§ **Challenge A**:
Transcribe the part of the TEI discussion that starts with "http://www.tei-c.org/release/doc/tei-p5-doc/en/html/USE.html" and goes on through "what you mean.".

I would say that people don't have to search for something once they know what it is and have a basic understanding of it. But any comparison on XML and JSON is really apples and oranges anyway; they have different uses and purposes.

> I'm sorry that I don't share your enthusiasm for TEI Simple, as it is
> described. I can only ask what went wrong with TEI-Lite and TEI-Tite and
> DTA-basis format and TextGrid baseline encoding that TEI-Simple is going to
> fix?

My main interest in the TEI Simple proposal personally is probably going to enrage you even further: it promises to provide a mechanism for formally specifying a processing model for a TEI ODD. I'm interested in this because a) it looks like it might result in abstract hierarchical class structures for TEI elements, instead of the flat class system we currently have, and that intrigues me; and b) at the moment, I don't think it can actually be done successfully, but far brighter people than me do, and I want to see how it's going to work out.

> Could I perhaps interest you instead in basing TEI Simple on
> *abstract* properties of text rather than a fixed XML syntax?

I think Chapter 23 of the Guidelines does draw a distinction between the TEI abstract model and its current XML incarnation:

 http://www.tei-c.org/release/doc/tei-p5-doc/en/html/USE.html 

TEI is currently expressed in XML; it was formerly expressed in SGML, and it will probably be expressed in something else in the not-too-distant future. But its abstract model is the embodiment of an ongoing debate in a large community about what the salient features, components and aspects of "texts" are; and that model (currently) claims that there is something we might call a "paragraph", and that it's recommended that you encode it with a <p></p> if you're using TEI XML, so we all understand what you mean.

> Imposing a
> strict syntax even at a coarse grained level will I fear not work, because
> everyone interprets the same codes differently, however simple they are.

They may, but we do make a serious effort to counter that by providing useful guidelines.

> Any attempt to retrieve information from deeply encoded documents which
> have been marked up by humans - exactly as you point out in your quote -
> will have a very poor recall factor, although it will be precise. If your
> textual enquiry is roughly "find all the quotes in all the lines of all the
> stanzas of all the poems by Joe Bloggs", a percentage of the elements
> retrieved will be lost at each level of the hierarchy due to variations in
> the way those elements are encoded, until you may find no such quotes at
> all, even though hundreds of them may exist. This is what the DTA already
> complained about (Geyken et al. 2012). You should also reconsider what
> Patrick Durusau said in Electronic Textual Editing about the loss of
> information that variation in the encoding of even a *single* tag leads to.

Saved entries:
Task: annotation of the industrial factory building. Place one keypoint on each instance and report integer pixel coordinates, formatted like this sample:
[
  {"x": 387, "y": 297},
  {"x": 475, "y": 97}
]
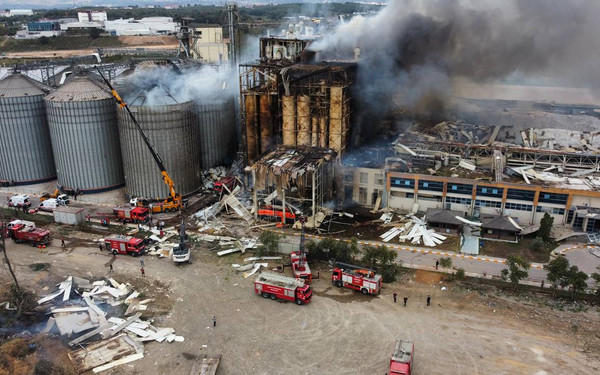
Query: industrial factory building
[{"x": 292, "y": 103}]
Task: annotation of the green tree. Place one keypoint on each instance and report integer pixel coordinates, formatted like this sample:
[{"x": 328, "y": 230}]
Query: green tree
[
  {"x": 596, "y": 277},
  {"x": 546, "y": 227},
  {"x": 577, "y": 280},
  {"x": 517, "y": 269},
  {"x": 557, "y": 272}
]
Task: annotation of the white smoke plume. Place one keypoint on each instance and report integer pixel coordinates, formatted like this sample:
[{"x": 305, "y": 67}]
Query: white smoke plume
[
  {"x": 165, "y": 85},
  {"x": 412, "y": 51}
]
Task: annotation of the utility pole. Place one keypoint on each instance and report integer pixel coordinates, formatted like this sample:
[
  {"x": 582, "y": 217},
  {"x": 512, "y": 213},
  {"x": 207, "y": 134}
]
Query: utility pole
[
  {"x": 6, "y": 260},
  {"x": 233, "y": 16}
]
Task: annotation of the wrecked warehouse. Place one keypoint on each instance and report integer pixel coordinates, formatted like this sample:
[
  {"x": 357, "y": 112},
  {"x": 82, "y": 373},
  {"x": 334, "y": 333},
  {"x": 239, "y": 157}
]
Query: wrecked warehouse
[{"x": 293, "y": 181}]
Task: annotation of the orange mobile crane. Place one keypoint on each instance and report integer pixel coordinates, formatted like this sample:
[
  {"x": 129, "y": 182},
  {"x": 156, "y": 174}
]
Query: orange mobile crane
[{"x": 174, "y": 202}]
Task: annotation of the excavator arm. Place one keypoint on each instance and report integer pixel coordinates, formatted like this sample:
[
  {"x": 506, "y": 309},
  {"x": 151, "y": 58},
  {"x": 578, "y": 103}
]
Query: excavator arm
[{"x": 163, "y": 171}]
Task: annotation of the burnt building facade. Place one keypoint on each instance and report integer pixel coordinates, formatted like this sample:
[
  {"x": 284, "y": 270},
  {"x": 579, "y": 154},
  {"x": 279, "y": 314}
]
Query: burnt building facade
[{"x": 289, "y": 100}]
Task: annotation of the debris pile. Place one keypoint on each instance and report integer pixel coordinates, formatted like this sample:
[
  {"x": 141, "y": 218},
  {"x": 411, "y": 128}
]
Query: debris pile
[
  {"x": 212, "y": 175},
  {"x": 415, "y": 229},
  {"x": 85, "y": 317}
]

--

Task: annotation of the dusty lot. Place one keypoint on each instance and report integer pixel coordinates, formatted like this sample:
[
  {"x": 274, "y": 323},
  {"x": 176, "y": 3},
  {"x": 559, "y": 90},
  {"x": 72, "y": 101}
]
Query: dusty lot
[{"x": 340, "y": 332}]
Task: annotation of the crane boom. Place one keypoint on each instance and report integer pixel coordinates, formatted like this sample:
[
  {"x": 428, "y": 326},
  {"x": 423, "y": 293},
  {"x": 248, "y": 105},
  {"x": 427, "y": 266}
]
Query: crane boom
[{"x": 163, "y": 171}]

§ **Challenge B**:
Find every line in the rows that contains the word "building" and copy each of those lines.

§ **Exercise response A**:
http://www.tei-c.org/release/doc/tei-p5-doc/en/html/USE.html 

TEI is currently expressed in XML; it was formerly expressed in SGML, and it will probably be expressed in something else in the not-too-distant future. But its abstract model is the embodiment of an ongoing debate in a large community about what the salient features, components and aspects of "texts" are; and that model (currently) claims that there is something we might call a "paragraph", and that it's recommended that you encode it with a <p></p> if you're using TEI XML, so we all understand what you mean.

§ **Exercise response B**:
Task: annotation of the industrial factory building. Place one keypoint on each instance and report integer pixel coordinates, formatted like this sample:
Query: industrial factory building
Task: annotation of the burnt building facade. Place one keypoint on each instance and report integer pixel coordinates, formatted like this sample:
Query: burnt building facade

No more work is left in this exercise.